Task details: How would you translate the sentence "The implementation is compiler specific." from the excerpt on virtual function calls into Spanish?

With taking all into account , if I make a call to func, compiler at run time would check what b is actually pointing to:-
void func ( Base* b )
{
b->function1 ();
b->function2 ();
}
Let's say we have object of D1 passed to func. Compiler would resolve calls in following manner:-
First it would fetch vptr from object and then it will use it to get correct address of function to call. SO, in this case vptr would give access to D1's vtable. and when it looksup for function1 it would get the address of function1 defined in base class. In case of call to function2, it would get address of base's function2.
Hope I have clarified your doubts to your satisfaction...
The implementation is compiler specific. Here I am going to do some thoughts that have NOTHING TO DO WITH ANY ACTUAL KNOWLEDGE of how exactly it is done in compilers, but just with some minimal requirements that are needed in order to work as required. Keep in mind that each instance of a class with virtual methods knows at run time which is the class it belongs too.

Given material:
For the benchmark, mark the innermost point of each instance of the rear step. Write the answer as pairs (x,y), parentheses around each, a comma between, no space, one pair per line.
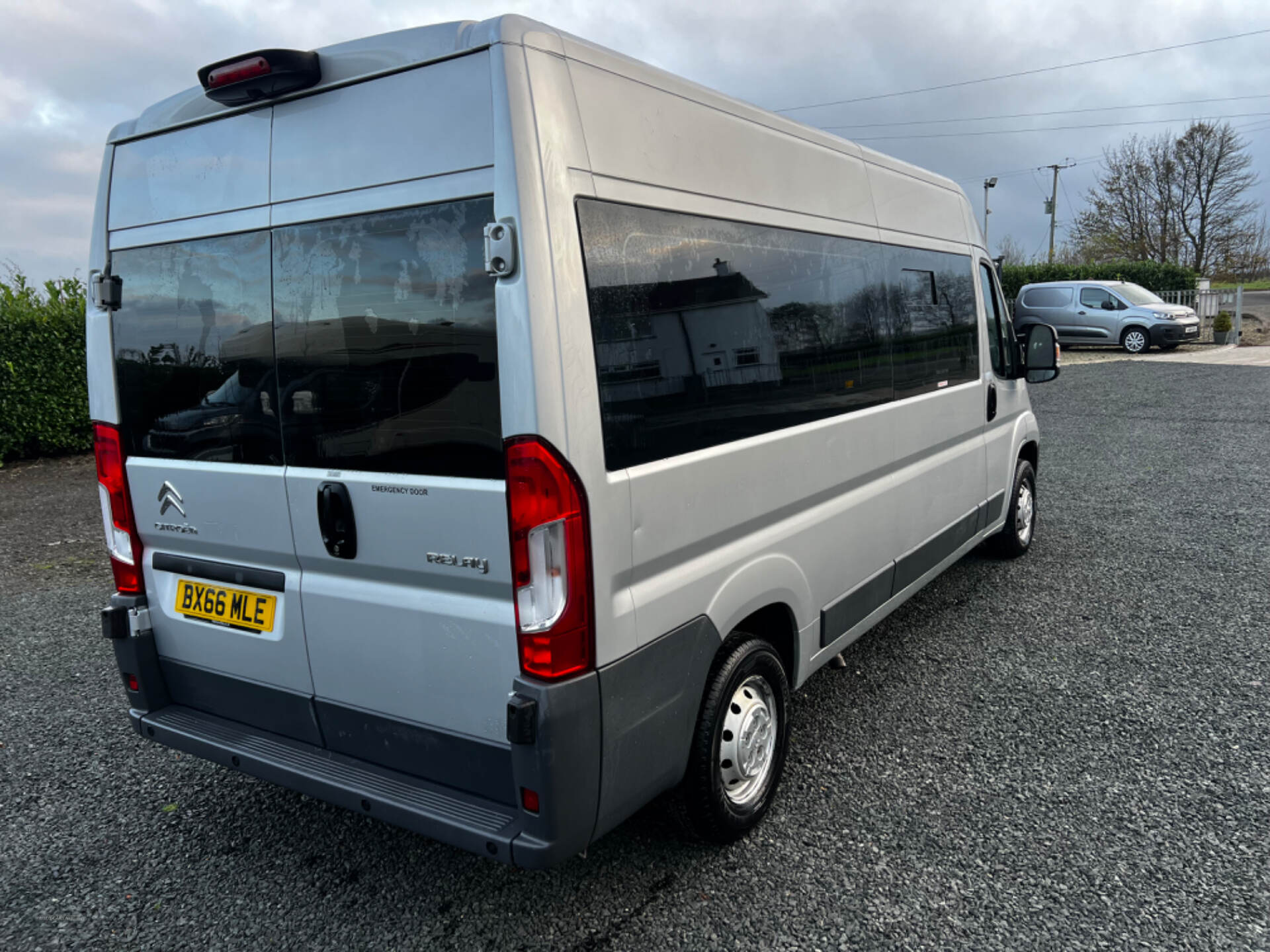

Output of the task: La implementación es específica de cada compilador.